● **WHAT TO PRODUCE**: Exactly as they appear below, repeat the lines from the one with "Target: green tinted glass panel" through the one with "formatted like [779,237].", and no others.

Data records:
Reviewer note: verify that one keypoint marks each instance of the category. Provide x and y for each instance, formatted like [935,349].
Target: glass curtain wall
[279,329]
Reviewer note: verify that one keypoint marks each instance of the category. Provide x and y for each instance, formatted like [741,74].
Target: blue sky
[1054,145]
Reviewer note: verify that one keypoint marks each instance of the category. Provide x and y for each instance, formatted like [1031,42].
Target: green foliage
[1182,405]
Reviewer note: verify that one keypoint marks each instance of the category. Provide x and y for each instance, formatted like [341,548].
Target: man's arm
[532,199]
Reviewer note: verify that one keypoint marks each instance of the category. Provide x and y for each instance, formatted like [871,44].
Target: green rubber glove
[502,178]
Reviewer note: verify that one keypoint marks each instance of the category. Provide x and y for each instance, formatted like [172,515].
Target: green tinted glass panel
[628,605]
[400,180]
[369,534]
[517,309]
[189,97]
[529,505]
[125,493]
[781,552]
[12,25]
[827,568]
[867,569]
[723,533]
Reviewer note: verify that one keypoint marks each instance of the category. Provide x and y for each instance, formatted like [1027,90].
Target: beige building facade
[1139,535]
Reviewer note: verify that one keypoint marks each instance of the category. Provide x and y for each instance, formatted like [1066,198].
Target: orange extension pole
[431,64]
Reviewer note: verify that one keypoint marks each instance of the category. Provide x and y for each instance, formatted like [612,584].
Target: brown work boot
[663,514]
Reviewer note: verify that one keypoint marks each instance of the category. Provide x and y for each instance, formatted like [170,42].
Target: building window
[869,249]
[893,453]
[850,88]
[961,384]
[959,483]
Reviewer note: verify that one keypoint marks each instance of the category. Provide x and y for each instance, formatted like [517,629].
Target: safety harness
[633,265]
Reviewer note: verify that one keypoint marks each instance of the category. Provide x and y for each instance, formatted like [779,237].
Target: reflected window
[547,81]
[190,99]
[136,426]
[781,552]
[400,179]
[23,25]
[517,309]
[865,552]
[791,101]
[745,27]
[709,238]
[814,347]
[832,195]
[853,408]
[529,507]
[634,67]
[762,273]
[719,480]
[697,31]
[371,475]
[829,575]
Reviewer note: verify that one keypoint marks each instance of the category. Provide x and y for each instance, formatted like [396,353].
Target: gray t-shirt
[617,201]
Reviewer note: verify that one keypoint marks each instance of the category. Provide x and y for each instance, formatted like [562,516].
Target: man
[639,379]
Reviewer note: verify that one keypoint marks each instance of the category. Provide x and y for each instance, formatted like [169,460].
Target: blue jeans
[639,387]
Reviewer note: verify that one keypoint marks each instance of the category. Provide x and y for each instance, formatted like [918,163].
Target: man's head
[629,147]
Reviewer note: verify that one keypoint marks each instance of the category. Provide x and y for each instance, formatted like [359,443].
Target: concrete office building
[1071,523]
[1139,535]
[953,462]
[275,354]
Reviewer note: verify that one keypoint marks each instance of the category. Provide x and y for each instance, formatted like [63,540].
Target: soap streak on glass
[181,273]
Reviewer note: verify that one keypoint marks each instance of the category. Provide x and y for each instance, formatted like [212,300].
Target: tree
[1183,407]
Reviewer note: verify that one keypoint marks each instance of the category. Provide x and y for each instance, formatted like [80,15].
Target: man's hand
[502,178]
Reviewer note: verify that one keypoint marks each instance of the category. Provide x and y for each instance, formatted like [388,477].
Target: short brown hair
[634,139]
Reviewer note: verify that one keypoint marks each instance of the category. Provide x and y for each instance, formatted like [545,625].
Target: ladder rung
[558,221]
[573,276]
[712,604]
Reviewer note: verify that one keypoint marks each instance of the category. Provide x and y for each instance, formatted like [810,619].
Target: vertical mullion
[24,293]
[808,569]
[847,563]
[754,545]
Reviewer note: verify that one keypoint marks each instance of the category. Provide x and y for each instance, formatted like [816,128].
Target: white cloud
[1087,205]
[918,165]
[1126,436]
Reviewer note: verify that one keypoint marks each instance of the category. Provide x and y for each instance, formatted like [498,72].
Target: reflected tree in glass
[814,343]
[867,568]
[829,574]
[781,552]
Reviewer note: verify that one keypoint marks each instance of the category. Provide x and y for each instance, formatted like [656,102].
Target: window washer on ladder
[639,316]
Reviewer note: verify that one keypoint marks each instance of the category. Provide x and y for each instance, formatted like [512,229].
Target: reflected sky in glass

● **RESULT**:
Target: green tinted glass panel
[628,605]
[400,180]
[369,534]
[517,309]
[189,97]
[529,505]
[125,493]
[781,552]
[12,25]
[827,568]
[867,569]
[723,533]
Reviewer note: verify that one keypoint marks each instance of the category. Provide x and y for each instance, formatted like [1027,90].
Target: beige building facade
[1139,535]
Reviewer note: verify that one keypoint marks each instance of the category. Provide x and y for each instance, formatted like [1066,198].
Target: orange extension pole
[431,64]
Reviewer note: verify that one keypoint marks each instance of the category. Provide x and y for each instance, formatted like [612,584].
Target: brown work boot
[663,514]
Reviewer note: verify that one keypoint marks each instance of the category. Provide x and y for each instance, formatted like [170,42].
Target: building window
[869,249]
[893,453]
[850,88]
[961,384]
[959,483]
Reviewer note: verify that one keypoint marks each instance of the category. Provide x and y for each instance, formatted like [517,629].
Target: safety harness
[633,265]
Reviewer note: verify that one keypoint marks each instance of the category. Provide x and y for each instance, formatted like [779,237].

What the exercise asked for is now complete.